Chills

September 1, 2009 | 1 Comment

Category: 10-Unconscious, Art, Play, Unconscious

I can’t exactly remember when the chills first started.  When I was in summer camp when five or six, I remember concentrating on placing my right hand over my left side to be able to say the Pledge of Allegiance.  I then felt chills, vibrations up my back, because I was feeling part of something I did not understand but I knew was good, something larger than myself.

Over time the chills or vibrations would come and go.  The feeling always accompanied the experience that I’d been moved.  From what I can tell, this is universal.

In 1980 and 1981, I went through a Neuro-Linguistic Programming (NLP) trainers program to become a practitioner of NLP.  I was fascinated by the communications model.  Fifty-eight psychotherapists, psychoanalysts and psychologists, one businessman and I went through the training.  The focus was on addressing and achieving patients’ psychological goals.  There was a secondary emphasis concentrating on communicating directly with another person’s unconscious.

The work of Milton H. Erickson was integral to NLP insights.  Erickson was a hypnotherapist who developed a number of new techniques, wrote books describing those techniques and taught many therapists how to use hypnotherapy to advance patient goals.  Erickson died in 1980.

Over the course of the training we developed a sensitivity to the unique ways an individual’s unconscious signals “yes” or “no” to the inquiries of the therapist or person communicating with that patient’s or client’s unconscious.  Sometimes it is the classic lifting of a hand to signal yes.  Sometimes it is an obvious head nod.  This has been called an ideomotor effect.

I discovered over the course of the training that if I asked questions of my own unconscious, my unconscious would signal “yes” by offering chills up my back, and “no” was signaled by no chills.

Saved entries
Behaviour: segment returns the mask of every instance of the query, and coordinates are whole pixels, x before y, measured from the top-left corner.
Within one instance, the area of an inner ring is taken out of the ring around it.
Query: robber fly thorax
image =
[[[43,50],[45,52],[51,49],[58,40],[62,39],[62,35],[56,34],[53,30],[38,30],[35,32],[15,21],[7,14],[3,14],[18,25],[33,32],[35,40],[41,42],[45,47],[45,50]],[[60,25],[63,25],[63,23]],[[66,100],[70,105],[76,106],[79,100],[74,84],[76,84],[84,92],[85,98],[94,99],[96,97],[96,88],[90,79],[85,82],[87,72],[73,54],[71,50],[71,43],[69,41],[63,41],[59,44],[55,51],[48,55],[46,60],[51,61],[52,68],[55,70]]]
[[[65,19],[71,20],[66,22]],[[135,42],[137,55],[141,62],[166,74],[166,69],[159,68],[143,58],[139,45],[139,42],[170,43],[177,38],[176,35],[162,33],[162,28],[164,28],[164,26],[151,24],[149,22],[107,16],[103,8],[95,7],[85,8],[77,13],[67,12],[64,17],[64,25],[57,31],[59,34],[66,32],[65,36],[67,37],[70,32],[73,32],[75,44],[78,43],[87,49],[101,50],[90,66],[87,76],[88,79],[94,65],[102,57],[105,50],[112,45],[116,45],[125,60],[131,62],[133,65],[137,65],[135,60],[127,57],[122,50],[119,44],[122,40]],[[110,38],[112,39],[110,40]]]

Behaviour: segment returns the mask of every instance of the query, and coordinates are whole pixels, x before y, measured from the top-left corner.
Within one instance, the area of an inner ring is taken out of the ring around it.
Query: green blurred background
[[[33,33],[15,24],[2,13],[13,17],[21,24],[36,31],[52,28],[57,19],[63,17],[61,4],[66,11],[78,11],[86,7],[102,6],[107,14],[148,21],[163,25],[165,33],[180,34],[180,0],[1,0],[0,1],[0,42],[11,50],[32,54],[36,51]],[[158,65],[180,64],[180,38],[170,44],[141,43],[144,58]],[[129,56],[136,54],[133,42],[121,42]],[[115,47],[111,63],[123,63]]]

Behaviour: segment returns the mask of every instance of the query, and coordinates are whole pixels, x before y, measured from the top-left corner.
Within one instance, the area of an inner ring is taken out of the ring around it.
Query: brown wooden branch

__PROMPT A__: Reproduce the portion of the chills post starting at "I can’t exactly" and ending at "this is universal.".
__PROMPT B__: Does each statement agree with the chills post? Answer yes or no, and quote the deciding words. (i) The NLP training group included fifty-eight psychotherapists, psychoanalysts and psychologists. (ii) Erickson died in 1981. (iii) The writer's unconscious signaled "no" with chills up the back.

__EXPECTED ANSWER A__:
I can’t exactly remember when the chills first started.  When I was in summer camp when five or six, I remember concentrating on placing my right hand over my left side to be able to say the Pledge of Allegiance.  I then felt chills, vibrations up my back, because I was feeling part of something I did not understand but I knew was good, something larger than myself.

Over time the chills or vibrations would come and go.  The feeling always accompanied the experience that I’d been moved.  From what I can tell, this is universal.

__EXPECTED ANSWER B__:
(i) Yes: "Fifty-eight psychotherapists, psychoanalysts and psychologists, one businessman and I went through the training."
(ii) No: "Erickson died in 1980."
(iii) No: "“no” was signaled by no chills."